News & daily briefing¶
Jarvis builds a personalised briefing of the day's news, deduplicated, AI-summarised, delivered via chat / email / TTS audio.
What you can do¶
- 📰 Daily briefing AI-generated with the top stories relevant to you
- 🎯 Topic filters (tech, crypto, finance, health, city, hobbies)
- 🔄 Deduplication across different sources covering the same event
- 🌍 Multilingual: read in IT, get the summary in IT even if the source is in EN
- 🎙️ Audio briefing via TTS for car / running consumption
- ✅ Source citations always included
Recommended stack¶
Self-hosted RSS readers¶
| Tool | Stack | API |
|---|---|---|
| Miniflux | Go + Postgres | REST + Fever + Google Reader |
| FreshRSS | PHP | Community extensions |
| NewsBlur | Python | Full API |
| ttrss | PHP | Mature, RPC-style |
Recommended: Miniflux — single binary, lightweight, clean REST API, perfect Jarvis backend.

☆ ☆ ☆ ☆ ☆

Problems to work on
• 1. According to the news briefing page, which self-hosted RSS reader is recommended as the backend for Jarvis?
• 2. Continue the news briefing page from where it stops.

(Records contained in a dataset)
☆ ☆ ☆ ☆ ☆

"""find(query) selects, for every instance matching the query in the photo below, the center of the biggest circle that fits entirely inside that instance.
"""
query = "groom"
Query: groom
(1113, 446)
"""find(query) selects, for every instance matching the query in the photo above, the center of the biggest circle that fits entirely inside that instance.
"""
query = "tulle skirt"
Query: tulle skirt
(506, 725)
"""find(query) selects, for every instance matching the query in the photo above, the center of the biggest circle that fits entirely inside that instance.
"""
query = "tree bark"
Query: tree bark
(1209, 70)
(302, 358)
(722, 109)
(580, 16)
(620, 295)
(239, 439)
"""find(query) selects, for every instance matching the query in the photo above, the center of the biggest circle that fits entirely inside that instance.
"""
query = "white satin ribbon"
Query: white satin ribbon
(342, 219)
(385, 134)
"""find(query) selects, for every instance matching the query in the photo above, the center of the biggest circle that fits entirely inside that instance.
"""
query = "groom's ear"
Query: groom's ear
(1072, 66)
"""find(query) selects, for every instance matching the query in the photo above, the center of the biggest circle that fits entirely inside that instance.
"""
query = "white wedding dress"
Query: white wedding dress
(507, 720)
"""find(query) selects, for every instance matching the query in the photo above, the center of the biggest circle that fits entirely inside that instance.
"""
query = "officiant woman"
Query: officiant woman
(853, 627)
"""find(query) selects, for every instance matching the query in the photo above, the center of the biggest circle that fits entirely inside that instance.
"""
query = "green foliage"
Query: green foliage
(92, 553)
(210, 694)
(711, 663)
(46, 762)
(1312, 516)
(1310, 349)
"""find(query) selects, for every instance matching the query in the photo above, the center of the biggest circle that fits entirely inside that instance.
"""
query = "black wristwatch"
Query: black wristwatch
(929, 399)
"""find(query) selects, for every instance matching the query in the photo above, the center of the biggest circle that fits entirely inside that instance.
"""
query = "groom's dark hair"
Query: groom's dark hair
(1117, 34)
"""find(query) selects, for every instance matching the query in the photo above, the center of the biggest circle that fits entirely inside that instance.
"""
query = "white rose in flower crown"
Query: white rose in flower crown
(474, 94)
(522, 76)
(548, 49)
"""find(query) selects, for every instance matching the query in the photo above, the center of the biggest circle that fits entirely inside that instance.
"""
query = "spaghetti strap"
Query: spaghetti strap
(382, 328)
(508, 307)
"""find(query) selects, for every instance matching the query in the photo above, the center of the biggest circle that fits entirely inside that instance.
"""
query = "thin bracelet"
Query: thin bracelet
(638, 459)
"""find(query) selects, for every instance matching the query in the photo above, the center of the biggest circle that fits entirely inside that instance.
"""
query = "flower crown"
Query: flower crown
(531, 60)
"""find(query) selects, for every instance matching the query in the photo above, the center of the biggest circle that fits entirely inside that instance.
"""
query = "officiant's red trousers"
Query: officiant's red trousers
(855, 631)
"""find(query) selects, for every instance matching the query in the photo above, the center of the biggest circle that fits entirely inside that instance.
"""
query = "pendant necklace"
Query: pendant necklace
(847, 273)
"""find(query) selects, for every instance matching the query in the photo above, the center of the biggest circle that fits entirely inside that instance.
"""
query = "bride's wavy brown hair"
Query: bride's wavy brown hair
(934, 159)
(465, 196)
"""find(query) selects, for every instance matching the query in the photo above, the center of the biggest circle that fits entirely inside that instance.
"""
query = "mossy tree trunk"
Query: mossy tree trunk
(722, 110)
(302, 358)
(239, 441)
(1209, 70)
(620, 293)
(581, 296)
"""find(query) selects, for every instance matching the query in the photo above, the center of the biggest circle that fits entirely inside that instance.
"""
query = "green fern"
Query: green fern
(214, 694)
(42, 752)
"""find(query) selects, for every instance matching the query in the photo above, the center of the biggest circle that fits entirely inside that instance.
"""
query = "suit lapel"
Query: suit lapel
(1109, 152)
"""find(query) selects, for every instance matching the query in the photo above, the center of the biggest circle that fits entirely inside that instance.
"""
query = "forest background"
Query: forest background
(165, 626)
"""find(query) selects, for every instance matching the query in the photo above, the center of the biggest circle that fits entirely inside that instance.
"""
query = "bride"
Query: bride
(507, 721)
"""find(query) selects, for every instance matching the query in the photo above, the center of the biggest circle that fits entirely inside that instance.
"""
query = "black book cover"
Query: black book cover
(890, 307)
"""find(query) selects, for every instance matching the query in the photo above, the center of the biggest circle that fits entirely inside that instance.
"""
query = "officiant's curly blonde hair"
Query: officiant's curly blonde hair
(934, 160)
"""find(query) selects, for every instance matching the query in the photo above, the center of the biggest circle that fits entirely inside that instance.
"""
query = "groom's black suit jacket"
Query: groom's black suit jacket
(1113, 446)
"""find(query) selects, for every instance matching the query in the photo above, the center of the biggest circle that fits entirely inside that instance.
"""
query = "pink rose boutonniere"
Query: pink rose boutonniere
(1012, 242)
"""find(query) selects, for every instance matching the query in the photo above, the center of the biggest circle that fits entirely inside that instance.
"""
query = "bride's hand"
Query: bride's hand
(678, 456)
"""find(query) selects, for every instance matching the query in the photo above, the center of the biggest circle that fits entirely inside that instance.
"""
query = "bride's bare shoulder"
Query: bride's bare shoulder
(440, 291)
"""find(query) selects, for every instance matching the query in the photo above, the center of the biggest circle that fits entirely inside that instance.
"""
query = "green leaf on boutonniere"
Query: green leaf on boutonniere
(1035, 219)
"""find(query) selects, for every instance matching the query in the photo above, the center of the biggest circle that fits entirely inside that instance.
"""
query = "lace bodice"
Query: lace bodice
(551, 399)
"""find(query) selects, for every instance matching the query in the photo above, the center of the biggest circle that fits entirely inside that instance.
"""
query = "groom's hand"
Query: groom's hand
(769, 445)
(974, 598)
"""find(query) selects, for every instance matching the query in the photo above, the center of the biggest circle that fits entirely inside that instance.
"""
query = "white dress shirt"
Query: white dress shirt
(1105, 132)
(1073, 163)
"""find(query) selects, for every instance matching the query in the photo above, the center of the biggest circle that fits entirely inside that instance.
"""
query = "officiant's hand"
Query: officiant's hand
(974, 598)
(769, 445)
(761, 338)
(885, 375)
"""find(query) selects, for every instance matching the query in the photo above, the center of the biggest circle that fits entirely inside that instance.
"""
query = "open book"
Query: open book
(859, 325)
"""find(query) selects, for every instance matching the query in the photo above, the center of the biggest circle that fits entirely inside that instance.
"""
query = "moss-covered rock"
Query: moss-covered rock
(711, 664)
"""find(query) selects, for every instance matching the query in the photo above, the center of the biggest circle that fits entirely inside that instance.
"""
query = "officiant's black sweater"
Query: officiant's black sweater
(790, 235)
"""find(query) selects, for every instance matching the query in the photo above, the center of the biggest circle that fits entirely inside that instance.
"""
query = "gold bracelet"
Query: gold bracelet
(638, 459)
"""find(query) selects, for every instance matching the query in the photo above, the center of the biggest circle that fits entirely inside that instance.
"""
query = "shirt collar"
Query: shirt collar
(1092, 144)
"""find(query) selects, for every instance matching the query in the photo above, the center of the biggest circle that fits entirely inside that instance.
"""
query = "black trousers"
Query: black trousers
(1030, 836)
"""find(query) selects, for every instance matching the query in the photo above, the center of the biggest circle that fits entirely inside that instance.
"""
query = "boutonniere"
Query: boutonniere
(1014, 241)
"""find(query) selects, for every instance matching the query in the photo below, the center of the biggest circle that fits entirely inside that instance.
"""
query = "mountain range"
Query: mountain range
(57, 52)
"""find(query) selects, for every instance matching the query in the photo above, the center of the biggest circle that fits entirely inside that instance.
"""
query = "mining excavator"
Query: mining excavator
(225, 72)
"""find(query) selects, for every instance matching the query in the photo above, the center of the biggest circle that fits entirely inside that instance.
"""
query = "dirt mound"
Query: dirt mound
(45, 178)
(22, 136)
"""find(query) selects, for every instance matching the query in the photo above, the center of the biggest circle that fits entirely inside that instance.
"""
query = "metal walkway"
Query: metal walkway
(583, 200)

☆ ☆ ☆ ☆ ☆

Answers for this exercise
• 1. Miniflux

• 2.
Commercial news APIs¶
| API | Free tier | Use case |
|---|---|---|
| GDELT | ✅ unlimited, no auth | Global big data, 65 languages, sentiment |
| Currents API | ✅ 1,000 req/day | Quick bootstrap |
| NewsAPI.ai | ✅ 2,000 searches/month | Semantic search last 30 days |
| MediaStack | ❌ ~50 USD/month | Production volume |
Decentralised networks¶
- Bluesky (AT Protocol) — public feeds without auth
- Mastodon — ActivityPub REST per instance
- Lemmy — self-hostable Reddit alternative
Podcasts¶
- Castopod — self-hosted podcast server
- AntennaPod + OPML sync
Daily briefing architecture¶
flowchart TB
subgraph Ingestion
MF[Miniflux RSS] & GDELT[GDELT] & CURR[Currents API] & BSKY[Bluesky] & MAST[Mastodon]
end
Ingestion --> DEDUP[Deduplication\nheadline normalisation]
DEDUP --> FILTER[Topic filter\nembeddings BGE-M3]
FILTER --> RANK[Ranking\nrecency · trust · interest]
RANK --> SUMM[Summarisation\nmap-reduce LLM]
SUMM --> FACT[Fact-check\ncross-source]
FACT --> RENDER[Briefing render]
RENDER --> CHAT[Chat]
RENDER --> EMAIL[Email]
RENDER --> TTS[Audio Piper TTS] Technical pipeline¶
- Parallel pull every N minutes from configured sources
- Deduplication: title normalisation → word-overlap > 70% = duplicate
- Topic filter: BGE-M3 embedding (multilingual) + cosine similarity with your interest vectors
- Ranking:
score = recency × source_trust × user_interest - Summarisation:
- extractive (sumy / newspaper3k) → 80% reduction
- abstractive (Mistral/Qwen via Ollama, or Claude/GPT)
- map-reduce: summary per article → summary of summaries
- Optional fact-check: cross-reference between sources, flag "unconfirmed"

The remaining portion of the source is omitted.